Your job is to restate each entry word for word.

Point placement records
* * * * *

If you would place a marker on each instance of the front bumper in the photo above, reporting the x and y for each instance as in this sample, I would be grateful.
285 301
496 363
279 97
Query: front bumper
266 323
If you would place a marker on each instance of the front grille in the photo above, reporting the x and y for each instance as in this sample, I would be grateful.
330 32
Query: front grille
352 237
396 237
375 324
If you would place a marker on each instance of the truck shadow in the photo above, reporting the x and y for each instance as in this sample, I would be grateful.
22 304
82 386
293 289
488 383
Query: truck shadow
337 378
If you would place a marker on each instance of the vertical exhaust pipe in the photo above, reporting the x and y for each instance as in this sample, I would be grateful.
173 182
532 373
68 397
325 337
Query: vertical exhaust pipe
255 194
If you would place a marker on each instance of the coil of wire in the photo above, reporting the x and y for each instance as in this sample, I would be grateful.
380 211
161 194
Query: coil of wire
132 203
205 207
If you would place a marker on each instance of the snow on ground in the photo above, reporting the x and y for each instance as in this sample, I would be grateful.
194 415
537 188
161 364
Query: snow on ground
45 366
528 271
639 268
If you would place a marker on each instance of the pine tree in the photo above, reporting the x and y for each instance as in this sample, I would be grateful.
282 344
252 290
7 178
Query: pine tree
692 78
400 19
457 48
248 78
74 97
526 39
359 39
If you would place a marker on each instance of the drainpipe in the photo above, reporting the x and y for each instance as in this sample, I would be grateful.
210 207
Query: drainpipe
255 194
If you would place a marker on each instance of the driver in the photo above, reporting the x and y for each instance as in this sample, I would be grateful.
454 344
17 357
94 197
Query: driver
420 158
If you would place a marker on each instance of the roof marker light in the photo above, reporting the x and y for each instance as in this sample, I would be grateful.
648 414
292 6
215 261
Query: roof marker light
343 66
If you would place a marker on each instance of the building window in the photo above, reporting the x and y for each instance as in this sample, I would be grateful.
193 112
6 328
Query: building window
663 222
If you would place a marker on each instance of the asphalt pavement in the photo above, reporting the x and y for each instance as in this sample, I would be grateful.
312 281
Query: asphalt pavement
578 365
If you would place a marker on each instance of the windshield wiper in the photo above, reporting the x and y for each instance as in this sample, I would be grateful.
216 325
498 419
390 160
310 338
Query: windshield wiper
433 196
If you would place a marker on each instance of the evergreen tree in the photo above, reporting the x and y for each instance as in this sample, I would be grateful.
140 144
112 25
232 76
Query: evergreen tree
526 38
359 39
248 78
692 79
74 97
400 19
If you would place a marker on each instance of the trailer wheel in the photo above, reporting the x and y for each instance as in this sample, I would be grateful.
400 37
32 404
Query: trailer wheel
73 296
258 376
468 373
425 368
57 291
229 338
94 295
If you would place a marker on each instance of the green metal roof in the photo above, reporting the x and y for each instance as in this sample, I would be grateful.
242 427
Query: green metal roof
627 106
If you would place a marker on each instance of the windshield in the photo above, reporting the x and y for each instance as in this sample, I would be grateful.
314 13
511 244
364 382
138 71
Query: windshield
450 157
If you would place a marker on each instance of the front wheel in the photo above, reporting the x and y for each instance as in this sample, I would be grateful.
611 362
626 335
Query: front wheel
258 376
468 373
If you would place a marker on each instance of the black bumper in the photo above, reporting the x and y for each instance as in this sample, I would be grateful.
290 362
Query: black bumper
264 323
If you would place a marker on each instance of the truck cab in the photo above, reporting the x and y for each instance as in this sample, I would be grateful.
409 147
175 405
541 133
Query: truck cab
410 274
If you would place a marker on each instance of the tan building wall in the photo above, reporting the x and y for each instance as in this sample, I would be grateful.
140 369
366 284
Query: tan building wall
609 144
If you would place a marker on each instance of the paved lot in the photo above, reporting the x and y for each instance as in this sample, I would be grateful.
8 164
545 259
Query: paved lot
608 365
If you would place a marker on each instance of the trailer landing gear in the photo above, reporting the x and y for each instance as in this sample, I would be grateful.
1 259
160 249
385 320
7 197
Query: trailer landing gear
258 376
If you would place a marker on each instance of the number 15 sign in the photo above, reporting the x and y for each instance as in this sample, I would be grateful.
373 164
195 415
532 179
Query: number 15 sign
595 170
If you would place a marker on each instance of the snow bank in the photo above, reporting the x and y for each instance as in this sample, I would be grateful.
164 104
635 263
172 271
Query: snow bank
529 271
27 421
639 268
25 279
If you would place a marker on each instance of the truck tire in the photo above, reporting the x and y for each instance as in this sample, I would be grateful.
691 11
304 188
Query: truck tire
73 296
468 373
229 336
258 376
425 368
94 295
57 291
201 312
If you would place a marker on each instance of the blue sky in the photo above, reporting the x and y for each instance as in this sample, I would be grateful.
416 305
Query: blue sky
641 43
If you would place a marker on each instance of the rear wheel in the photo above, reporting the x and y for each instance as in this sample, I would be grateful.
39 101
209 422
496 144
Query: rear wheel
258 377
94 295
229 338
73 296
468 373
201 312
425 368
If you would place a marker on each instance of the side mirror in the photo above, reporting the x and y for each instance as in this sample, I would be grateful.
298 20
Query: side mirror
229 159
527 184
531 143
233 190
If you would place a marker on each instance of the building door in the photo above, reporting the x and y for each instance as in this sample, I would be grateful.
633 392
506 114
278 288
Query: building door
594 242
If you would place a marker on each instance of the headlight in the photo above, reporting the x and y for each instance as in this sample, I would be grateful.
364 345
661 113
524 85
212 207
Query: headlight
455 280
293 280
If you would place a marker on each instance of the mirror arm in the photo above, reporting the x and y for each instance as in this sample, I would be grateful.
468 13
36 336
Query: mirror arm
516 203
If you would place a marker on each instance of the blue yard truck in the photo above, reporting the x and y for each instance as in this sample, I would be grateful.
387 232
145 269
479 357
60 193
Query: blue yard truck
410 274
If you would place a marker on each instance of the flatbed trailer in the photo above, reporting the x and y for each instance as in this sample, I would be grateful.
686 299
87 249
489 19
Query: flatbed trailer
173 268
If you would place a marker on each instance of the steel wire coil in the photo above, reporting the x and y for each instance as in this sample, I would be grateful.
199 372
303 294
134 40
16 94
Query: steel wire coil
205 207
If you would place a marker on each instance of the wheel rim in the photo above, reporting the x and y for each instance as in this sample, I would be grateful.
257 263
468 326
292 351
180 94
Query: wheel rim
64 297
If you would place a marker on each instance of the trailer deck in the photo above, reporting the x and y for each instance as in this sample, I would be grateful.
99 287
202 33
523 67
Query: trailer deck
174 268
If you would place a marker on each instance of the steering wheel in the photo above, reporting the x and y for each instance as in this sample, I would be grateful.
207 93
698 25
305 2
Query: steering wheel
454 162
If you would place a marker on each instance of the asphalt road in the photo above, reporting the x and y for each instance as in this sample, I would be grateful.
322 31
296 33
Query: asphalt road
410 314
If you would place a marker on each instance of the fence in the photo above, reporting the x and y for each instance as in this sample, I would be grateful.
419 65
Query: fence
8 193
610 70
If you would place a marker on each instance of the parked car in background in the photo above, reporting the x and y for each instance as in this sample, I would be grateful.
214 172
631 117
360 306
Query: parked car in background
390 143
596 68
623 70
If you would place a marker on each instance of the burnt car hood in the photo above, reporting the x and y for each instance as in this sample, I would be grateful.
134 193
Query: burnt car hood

* * * * *

◆ **EXPECTED OUTPUT**
If you would place a marker on each instance of the front bumper in the photo above, reporting the x and y for each instance as in this sample, I would be grateful.
285 301
496 363
279 97
Query: front bumper
266 323
If you would place a marker on each instance of the front grille in the photo above, reporting the x and y for each instance as in this sample, I would be grateful.
330 32
Query: front grille
352 237
396 237
375 324
If you would place a marker on each instance of the truck shadow in the photo above, reporting the x and y for each instance as in this sample, I would be grateful.
22 304
82 386
293 289
488 383
Query: truck shadow
337 378
If you would place a marker on each instance of the vertical exhaust pipe in the photo above, reporting the x and y for each instance as in this sample, I would be grateful.
173 182
532 373
68 397
325 337
Query: vertical exhaust pipe
255 194
If you would place a marker on each instance of the coil of wire in the photo above, reporting the x and y for each instance as in this sample, I would be grateful.
380 211
161 194
Query: coil of wire
132 203
205 207
If you would place a marker on each instance of the snow on ground in the photo above, reporting the x and y for each instance as in this sample, I would be grateful.
194 415
537 188
161 364
Query: snow on ground
45 366
528 271
639 268
If you would place a marker on each instance of the pine tree in the photo above, reporting the x and y for each instance as in this sample, I would be grateful.
282 344
252 290
7 178
Query: pine tree
692 78
400 19
457 48
248 78
74 97
526 39
359 39
If you would place a marker on each instance of the drainpipe in the photo above, reporting the x and y for each instance as in this sample, I would be grateful.
210 207
Query: drainpipe
255 194
If you would place a marker on each instance of the driver in the photo above, reporting the x and y for each instance as in this sample, I would be grateful.
454 344
17 357
94 197
Query: driver
420 158
If you would place a marker on each instance of the roof marker light in the photo above, reporting the x and y for each instance as in this sample, I would be grateful.
648 414
292 6
215 261
Query: roof marker light
343 66
If you would place a marker on each instance of the building window in the photo above, reporting the x and y for each instance as in this sample, I would be grateful.
193 112
6 328
Query: building window
663 222
If you would place a marker on each instance of the asphalt pavement in the photo above, reporting the x and y for each instance as in this sample, I would be grateful.
312 281
Query: asphalt pavement
578 365
If you would place a marker on each instance of the windshield wiper in the photo above, reporting the x and y for each instance as in this sample, I would be grateful.
216 325
498 419
390 160
310 338
Query: windshield wiper
433 196
If you would place a marker on each instance of the evergreen tree in the photo above, reporting the x and y for each instance as in this sample, I would be grateful.
140 144
112 25
232 76
Query: evergreen tree
526 38
359 39
248 78
692 79
74 97
400 19
If you would place a marker on each instance of the trailer wheel in the photo above, reporting the x and y for each instance as in this sample, I would be grateful.
400 37
32 404
Query: trailer wheel
73 296
258 376
468 373
425 368
57 291
229 338
94 295
If you would place a marker on each instance of the green metal roof in the photo above, reporting the x and y for each instance as in this sample, I would be grateful.
242 427
Query: green metal roof
627 106
If you would place a marker on each instance of the windshield in the photo above, reporting the x and y for each instance as in this sample, I would be grateful.
314 13
511 244
364 382
138 71
Query: windshield
450 157
If you would place a marker on each instance of the front wheel in the photo above, reporting the x and y for each instance as in this sample, I would be grateful.
611 362
626 335
Query: front wheel
258 376
468 373
If you would place a marker on each instance of the black bumper in the photo above, reporting the x and y for each instance as in this sample, I would be grateful.
290 362
Query: black bumper
264 323
If you would place a marker on each instance of the truck cab in the photo above, reporting the x and y for each instance as in this sample, I would be grateful.
409 147
175 405
541 133
Query: truck cab
410 274
If you would place a marker on each instance of the tan building wall in the photo above, reporting the x and y for each instance as in this sample, I would be grateful.
140 369
366 284
Query: tan building wall
609 144
If you would place a marker on each instance of the paved lot in the photo above, reporting the x and y for each instance as in this sample, I would be grateful.
8 164
545 259
Query: paved lot
608 365
If you would place a marker on each instance of the trailer landing gear in the photo above, reporting the x and y for each instance as in this sample, I would be grateful.
1 259
160 249
385 320
7 197
Query: trailer landing gear
258 376
If you would place a marker on each instance of the number 15 sign in the photo above, reporting the x and y for each instance as in this sample, I would be grateful.
373 164
195 415
532 179
Query: number 15 sign
595 170
If you would place a marker on each instance of the snow bank in the photo above, reporting the x and y for each instance as in this sample, I would be grateful.
164 104
635 263
172 271
Query: snow bank
529 271
27 421
639 268
25 279
If you would place a marker on each instance of the truck tire in the photo above, reporting the x and y for each instance as in this sample, I would be grateful.
691 11
304 188
Query: truck tire
73 296
468 373
229 336
258 376
425 368
94 295
57 291
201 312
If you would place a marker on each instance of the blue sky in the photo above, reporting the x and y for each instance as in this sample, I would be grateful.
416 305
Query: blue sky
641 43
If you would place a marker on each instance of the rear wheel in the photo above, reporting the x and y for each instance as in this sample, I would be grateful.
39 101
209 422
496 144
Query: rear wheel
258 377
94 295
229 338
73 296
468 373
201 312
425 368
If you would place a marker on each instance of the side mirror in the photo above, reporting the x and y for each instance as in this sample, I would be grateful.
298 20
Query: side mirror
229 159
527 184
531 143
233 190
If you would place a marker on each instance of the building door in the photo above, reporting the x and y for each instance as in this sample, I would be grateful.
633 392
506 114
278 288
Query: building door
594 242
If you would place a marker on each instance of the headlight in the photo above, reporting the x and y for each instance as in this sample, I would be grateful.
364 345
661 113
524 85
212 207
Query: headlight
455 280
293 280
If you would place a marker on each instance of the mirror arm in the photo above, reporting the x and y for each instance as in this sample, I would be grateful.
468 13
36 336
Query: mirror arm
516 203
If you would place a marker on each instance of the blue yard truck in the photo above, reporting the x and y for each instance as in this sample, I would be grateful.
387 232
145 269
479 357
60 193
Query: blue yard truck
410 274
If you would place a marker on each instance of the flatbed trailer in the photo above, reporting the x and y for each instance as in this sample, I would be grateful.
686 299
87 249
489 19
Query: flatbed trailer
173 268
If you would place a marker on each instance of the steel wire coil in the photo above, reporting the x and y for each instance as in this sample, I would be grateful.
199 372
303 294
134 40
16 94
Query: steel wire coil
205 207
If you would place a marker on each instance of the wheel rim in the photo above, reporting the x and y for each instance as in this sample, I would be grateful.
257 263
468 326
292 351
180 94
Query: wheel rim
64 297
If you would place a marker on each instance of the trailer deck in the photo above, reporting the x and y for each instance as in this sample, I would be grateful.
99 287
202 33
523 67
Query: trailer deck
174 268
If you would place a marker on each instance of the steering wheel in the photo above, reporting the x and y for each instance as in this sample, I would be grateful.
207 93
698 25
305 2
Query: steering wheel
454 162
If you would place a marker on each instance of the asphalt road in the photo above, reporting the x and y for each instance as in this sample, I would be grateful.
322 31
296 33
Query: asphalt road
410 314
If you would place a marker on each instance of the fence in the photo above, reporting the x and y for each instance as in this sample, I would be grateful.
419 65
Query: fence
8 193
610 70
If you would place a marker on each instance of the parked car in background in the photo above, reporting the x and y for each instance as in this sample, I would be grateful.
214 172
631 117
360 306
Query: parked car in background
390 143
596 68
623 70
If you would place a marker on each instance of the burnt car hood in the photo above, reporting the x and y for each instance as in this sample, I would be grateful.
134 193
Query: burnt car hood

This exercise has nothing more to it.